==== SOURCE

# Dashboard Data Generator

This notebook is to generate data to power the dashboard.
The idea is to make csv extracts from the full dataset containing the necessary data for the dashboard

## Preliminaries

Please note the general set-up requirements contained in the repo readme and the _showcase_ notebook.
Remember that the database needs to be running locally for this workbook to work.

In [24]:
#imports
import os  #to find the settings file(s)
import csv #to process the settings file(s)
import shutil #to copy the settings file (if needed)
from neo4j import GraphDatabase
import pandas as pd
from geopy.geocoders import Nominatim

In [2]:
#get settings
settings_dir = os.path.join("..","settings")
personal_settings = os.path.join(settings_dir,"personal_settings.csv")
if not "personal_settings.csv" in os.listdir(settings_dir):
    default_settings = os.path.join(settings_dir,"default_settings.csv")
    shutil.copy(default_settings, personal_settings)
    print("Created new personal settings file, this probably needs to be edited before proceeding.")
with open(personal_settings, mode = 'r') as file:
    user_settings = {}
    for line in csv.DictReader(file):
        user_settings[line['setting']] = line['value']
db_uri = "bolt://localhost:" + str(user_settings['port_number'])

In [10]:
#data path
data_output = os.path.join("..","dashboard","data")
os.listdir(data_output)

['temp_data.csv']

In [11]:
db_connection = GraphDatabase.driver(db_uri, auth=(user_settings['username'],user_settings['password']))

In [12]:
db_session = db_connection.session(database=user_settings['db_name'])

In [38]:
#functions to add coordinates to an address
geolocator = Nominatim(user_agent="nl-application")  #initiate external tool to get coordinates from addresses

def add_coordinates(row):  #lambda function to add coordinates to a row in a dataframe
    temp_location = geolocator.geocode(row['address'])
    if(temp_location):
        row['longitude'] = temp_location.longitude
        row['latitude'] = temp_location.latitude
    return row

## Create File Listing NL addresses by leak

In [63]:
query = "MATCH (n:Address) WHERE n.country_codes CONTAINS 'NLD' RETURN n"
query_response = db_session.run(query)
addresses_nl = pd.DataFrame([dict(record.data()['n']) for record in query_response])

In [41]:
addresses_nl = addresses_nl[['address','leak']]

In [42]:
addresses_nl.head(5)

========
==== DATA LINES

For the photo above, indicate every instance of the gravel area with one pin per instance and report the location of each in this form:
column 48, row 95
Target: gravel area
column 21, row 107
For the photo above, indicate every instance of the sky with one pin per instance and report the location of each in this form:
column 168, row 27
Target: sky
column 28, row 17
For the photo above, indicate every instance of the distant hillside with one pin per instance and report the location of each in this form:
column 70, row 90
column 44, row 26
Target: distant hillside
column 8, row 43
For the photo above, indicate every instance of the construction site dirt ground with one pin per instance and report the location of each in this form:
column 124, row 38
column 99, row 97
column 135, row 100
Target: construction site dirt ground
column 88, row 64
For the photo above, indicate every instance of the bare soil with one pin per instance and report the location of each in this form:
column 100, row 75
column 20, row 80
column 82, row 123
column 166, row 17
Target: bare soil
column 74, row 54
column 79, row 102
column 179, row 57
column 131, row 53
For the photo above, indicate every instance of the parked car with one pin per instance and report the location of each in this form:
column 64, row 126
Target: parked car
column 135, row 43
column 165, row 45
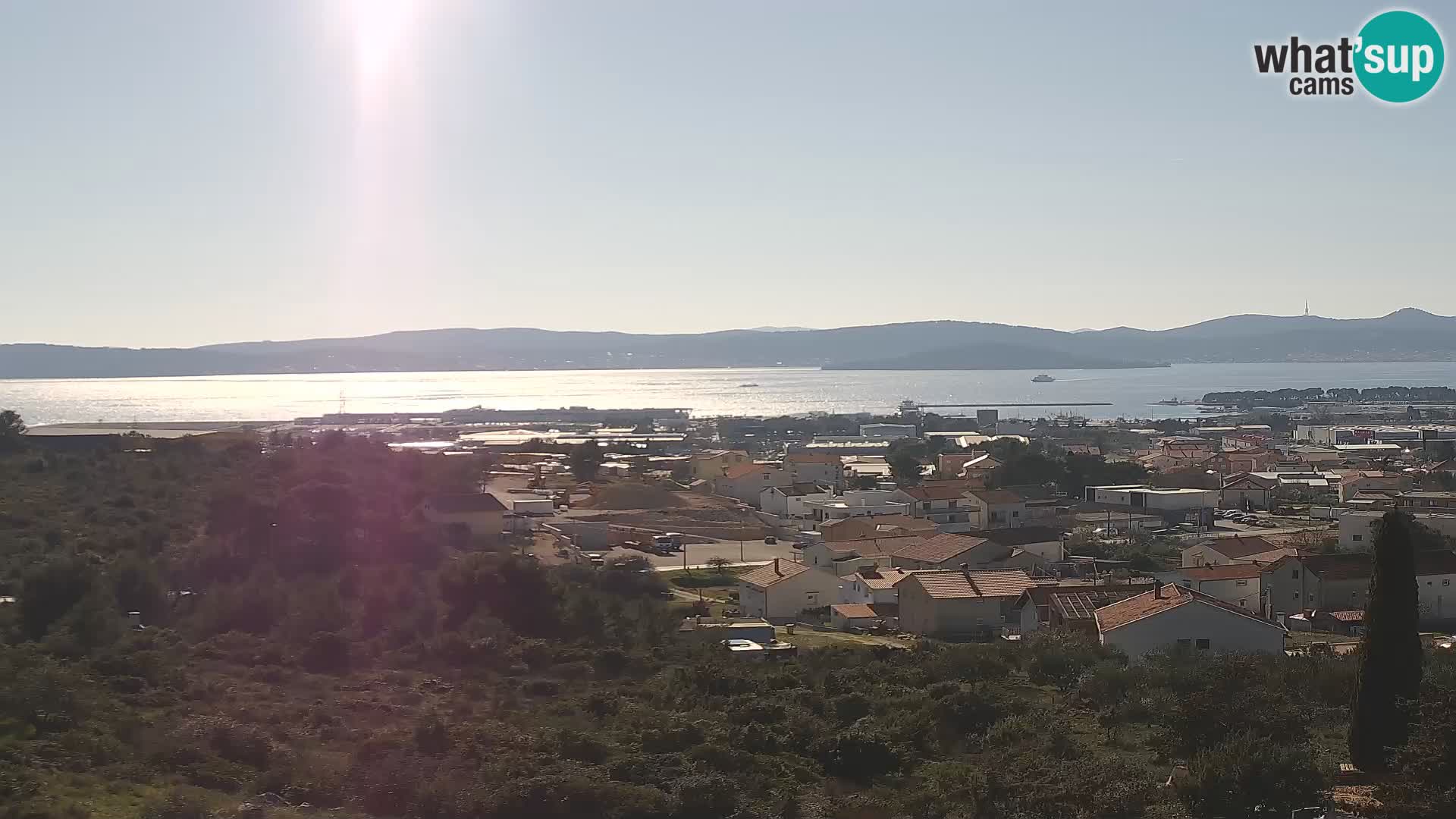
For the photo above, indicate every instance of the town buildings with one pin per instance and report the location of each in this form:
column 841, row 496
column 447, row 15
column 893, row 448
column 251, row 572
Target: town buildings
column 788, row 502
column 1238, row 550
column 960, row 604
column 944, row 503
column 781, row 589
column 1175, row 617
column 482, row 513
column 1341, row 582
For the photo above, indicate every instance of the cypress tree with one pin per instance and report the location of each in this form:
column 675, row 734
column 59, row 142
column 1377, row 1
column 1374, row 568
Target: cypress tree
column 1389, row 676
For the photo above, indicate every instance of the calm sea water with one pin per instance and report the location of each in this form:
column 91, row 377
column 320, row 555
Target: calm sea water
column 708, row 392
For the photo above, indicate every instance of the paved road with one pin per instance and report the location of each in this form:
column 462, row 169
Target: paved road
column 698, row 554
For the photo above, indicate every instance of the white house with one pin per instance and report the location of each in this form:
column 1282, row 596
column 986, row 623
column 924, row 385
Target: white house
column 813, row 466
column 788, row 502
column 943, row 503
column 484, row 513
column 780, row 591
column 846, row 557
column 1234, row 583
column 856, row 503
column 747, row 482
column 1174, row 617
column 873, row 586
column 1043, row 541
column 889, row 430
column 1225, row 551
column 998, row 509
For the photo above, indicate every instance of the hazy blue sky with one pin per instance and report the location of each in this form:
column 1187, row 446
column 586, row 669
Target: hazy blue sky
column 196, row 171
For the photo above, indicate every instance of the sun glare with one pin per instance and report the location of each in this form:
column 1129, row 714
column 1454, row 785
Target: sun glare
column 382, row 31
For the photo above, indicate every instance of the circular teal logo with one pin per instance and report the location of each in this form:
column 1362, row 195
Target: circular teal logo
column 1400, row 55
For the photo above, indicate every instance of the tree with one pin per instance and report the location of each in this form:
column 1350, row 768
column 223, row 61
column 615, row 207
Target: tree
column 1248, row 774
column 1389, row 678
column 585, row 461
column 11, row 430
column 906, row 457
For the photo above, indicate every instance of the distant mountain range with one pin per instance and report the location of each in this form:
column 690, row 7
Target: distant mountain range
column 1404, row 335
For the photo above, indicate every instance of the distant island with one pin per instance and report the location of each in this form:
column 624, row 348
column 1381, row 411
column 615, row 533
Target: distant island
column 993, row 357
column 1347, row 395
column 1404, row 335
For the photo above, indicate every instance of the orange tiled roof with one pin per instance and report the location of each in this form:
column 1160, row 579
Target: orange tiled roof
column 772, row 573
column 989, row 583
column 1232, row 572
column 938, row 548
column 1166, row 598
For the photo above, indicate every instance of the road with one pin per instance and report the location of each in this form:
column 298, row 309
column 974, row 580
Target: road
column 698, row 554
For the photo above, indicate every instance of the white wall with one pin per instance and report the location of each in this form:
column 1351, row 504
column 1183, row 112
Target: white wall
column 1438, row 596
column 1244, row 596
column 1225, row 632
column 786, row 598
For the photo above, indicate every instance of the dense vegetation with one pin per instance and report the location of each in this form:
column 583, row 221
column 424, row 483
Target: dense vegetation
column 313, row 640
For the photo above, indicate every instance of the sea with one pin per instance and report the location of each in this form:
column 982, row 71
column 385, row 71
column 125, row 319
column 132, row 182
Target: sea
column 778, row 391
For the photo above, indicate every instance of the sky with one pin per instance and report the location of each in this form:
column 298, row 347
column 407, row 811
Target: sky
column 177, row 172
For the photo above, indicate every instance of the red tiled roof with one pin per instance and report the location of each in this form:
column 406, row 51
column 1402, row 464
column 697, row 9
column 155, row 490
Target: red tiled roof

========

=== EXERCISE PROMPT ===
Could you continue the dashboard data generator notebook from the point where it ends?

=== ANSWER ===
Unnamed: 0,address,leak
0,"10 Langs de Heij Sittard, The Netherlands",Panama Papers
1,31 MAIN STREET EDENHAM; BOURNE LINCS; PE10 OLL,Panama Papers
2,35 Konijnenlaan; Wassenaar; The Netherlands,Panama Papers
3,4 OF GALON STR.; WOLFRATESHOUSEN 82515; THE NE...,Panama Papers
4,5 Konijnenlaan; Wassenaar; The Netherlands,Panama Papers


In [43]:
location = geolocator.geocode(addresses_nl.iloc[0]['address'])
location

Location(10, Langs de Heij, Noord, Sittard, Sittard-Geleen, Limburg, Nederland, 6136 KR, Nederland, (51.017214, 5.8690725, 0.0))

In [29]:
location.longitude

5.8690725

In [30]:
location.latitude

51.017214

In [44]:
temp_row = addresses_nl.iloc[0]
add_coordinates(temp_row)

address      10 Langs de Heij Sittard, The Netherlands
leak                                     Panama Papers
longitude                                     5.869072
latitude                                     51.017214
Name: 0, dtype: object

In [53]:
short_addresses = addresses_nl.iloc[0:100]

In [58]:
short_addresses = short_addresses.apply(add_coordinates, axis=1)

In [59]:
short_addresses

Unnamed: 0,address,latitude,leak,longitude
0,"10 Langs de Heij Sittard, The Netherlands",51.017214,Panama Papers,5.869072
1,31 MAIN STREET EDENHAM; BOURNE LINCS; PE10 OLL,,Panama Papers,
2,35 Konijnenlaan; Wassenaar; The Netherlands,52.124550,Panama Papers,4.368802
3,4 OF GALON STR.; WOLFRATESHOUSEN 82515; THE NE...,,Panama Papers,
4,5 Konijnenlaan; Wassenaar; The Netherlands,52.129700,Panama Papers,4.377273
...,...,...,...,...
95,KAYA RICHARD J BEAUJON CURACAO THE NETHERLANDS,,Panama Papers,
96,Keizersgracht 369B; 1016 EJ Amsterdam; The Net...,52.368339,Panama Papers,4.884904
97,KERKSTRASD 43 A; 2271 CR VOORBURG; THE NETHERL...,,Panama Papers,
98,Klagerstuin 47; 1689; JP Zwaag; Netherlands,52.666846,Panama Papers,5.058582


In [64]:
#addresses_nl.apply(add_coordinates, axis=1)

In [60]:
short_addresses.to_csv(os.path.join(data_output,"addresses_nl.csv"))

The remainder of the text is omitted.